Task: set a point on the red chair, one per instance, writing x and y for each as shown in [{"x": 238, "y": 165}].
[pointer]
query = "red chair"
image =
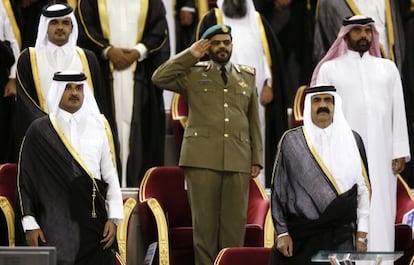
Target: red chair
[
  {"x": 7, "y": 197},
  {"x": 165, "y": 216},
  {"x": 404, "y": 232},
  {"x": 243, "y": 256},
  {"x": 123, "y": 228}
]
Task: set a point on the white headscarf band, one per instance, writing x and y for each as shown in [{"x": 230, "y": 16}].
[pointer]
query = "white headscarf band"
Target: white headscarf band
[
  {"x": 340, "y": 47},
  {"x": 57, "y": 88}
]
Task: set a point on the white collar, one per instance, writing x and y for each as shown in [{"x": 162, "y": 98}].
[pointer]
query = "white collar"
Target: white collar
[
  {"x": 53, "y": 48},
  {"x": 67, "y": 116}
]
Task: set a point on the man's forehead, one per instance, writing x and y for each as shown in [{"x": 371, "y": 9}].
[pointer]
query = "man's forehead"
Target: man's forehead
[
  {"x": 74, "y": 84},
  {"x": 358, "y": 27},
  {"x": 322, "y": 95},
  {"x": 220, "y": 37},
  {"x": 61, "y": 19}
]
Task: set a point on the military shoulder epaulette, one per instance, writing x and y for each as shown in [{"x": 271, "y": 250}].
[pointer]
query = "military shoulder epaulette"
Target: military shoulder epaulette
[
  {"x": 205, "y": 64},
  {"x": 245, "y": 68}
]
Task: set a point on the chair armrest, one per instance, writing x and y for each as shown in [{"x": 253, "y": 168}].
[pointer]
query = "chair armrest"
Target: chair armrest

============

## [WORK ORDER]
Line by line, write out the material exactly, leaving the images out.

## [PROBLEM SOLUTION]
Task: set a point on the red chair, one per instance, writing x and y for each as shown in [{"x": 238, "y": 165}].
[pointer]
query = "red chair"
image =
Target: red chair
[
  {"x": 7, "y": 197},
  {"x": 165, "y": 216},
  {"x": 404, "y": 232},
  {"x": 243, "y": 256},
  {"x": 123, "y": 228}
]
Task: set a point on the white headscarf band, one per instance, writing x and y for each as shown in [{"x": 230, "y": 16}].
[pointer]
query = "white headscarf band"
Target: white headscarf band
[
  {"x": 340, "y": 47},
  {"x": 57, "y": 88}
]
Task: set a point on the white collar, one per instance, writing x and y for each as shown in [{"x": 162, "y": 98}].
[pointer]
query = "white collar"
Target: white collar
[
  {"x": 53, "y": 48},
  {"x": 67, "y": 116}
]
Task: set a point on the man's forehead, one per instance, writing x and y for each as shown in [{"x": 371, "y": 9}].
[pointer]
query = "man's forehead"
Target: man's forehead
[
  {"x": 74, "y": 84},
  {"x": 358, "y": 27},
  {"x": 322, "y": 95},
  {"x": 220, "y": 37},
  {"x": 61, "y": 19}
]
Task: set a point on the military shoulder epaulette, one per instance, writing x and y for each as shown in [{"x": 271, "y": 250}].
[pointer]
query = "military shoulder epaulette"
Target: military shoulder epaulette
[
  {"x": 205, "y": 64},
  {"x": 245, "y": 68}
]
Task: set a point on the chair armrest, one per instance, writing x and y for each as shown in [{"x": 253, "y": 168}].
[pointer]
query = "chair armrest"
Target: chair armrest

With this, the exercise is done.